Edit the material below by replacing "railing" with "balustrade" and otherwise leaving every line unchanged. Omit the pictures from your answer.
■ ■ ■
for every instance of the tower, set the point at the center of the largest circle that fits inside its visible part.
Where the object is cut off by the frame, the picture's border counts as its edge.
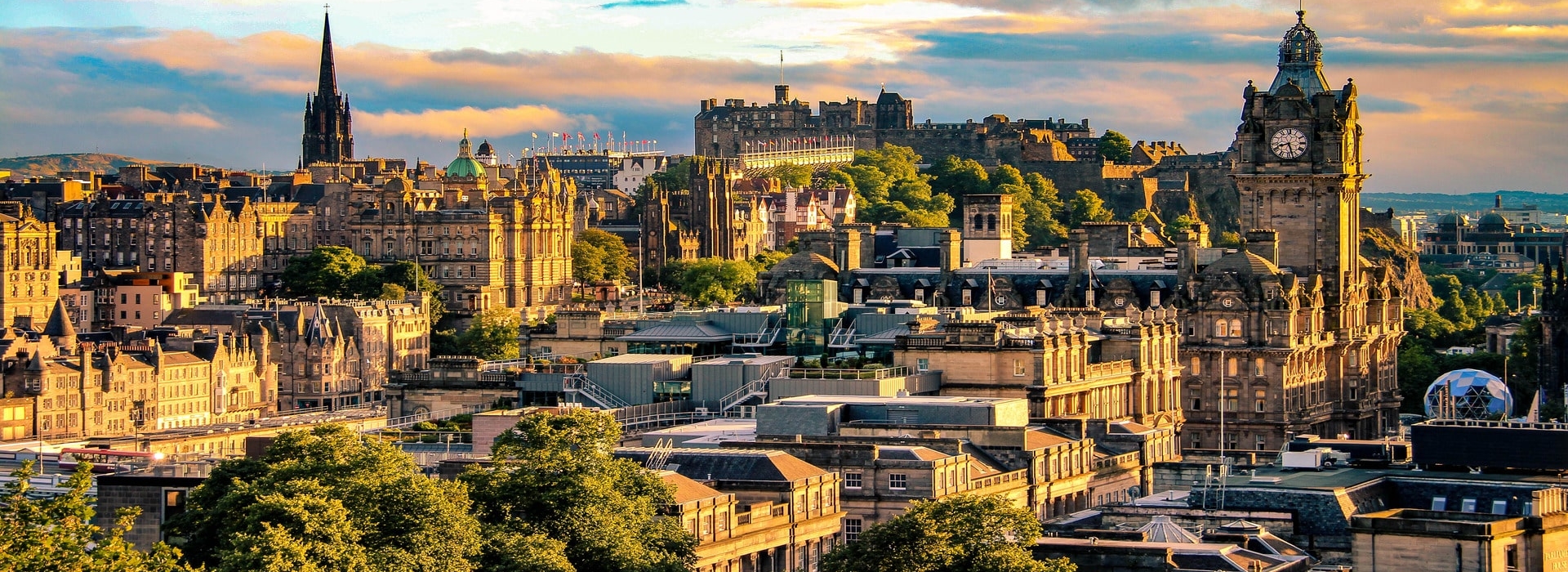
(328, 127)
(988, 228)
(1298, 168)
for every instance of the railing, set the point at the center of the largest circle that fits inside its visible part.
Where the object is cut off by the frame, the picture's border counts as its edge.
(433, 416)
(579, 382)
(823, 373)
(742, 394)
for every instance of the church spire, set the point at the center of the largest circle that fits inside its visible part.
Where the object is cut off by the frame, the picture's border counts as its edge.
(328, 80)
(328, 123)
■ ■ ■
## Reply
for every instance of the tower, set the point at the center of the largest circle that fits inside its visible part.
Where the object is cut off by the frame, the picture's border counts as its edge.
(328, 127)
(988, 228)
(1298, 168)
for every instance of the balustrade, set the point at the center of the largest circle that fits inside its visible part.
Where the object is cut off by the frame, the picture's border counts as its edge.
(433, 416)
(579, 382)
(823, 373)
(742, 394)
for every instance of the church spire, set the point at the center of the largest circle that fits inside its visible part.
Where the object is cut off by the frame, the picture's border counts as its edge.
(328, 80)
(328, 123)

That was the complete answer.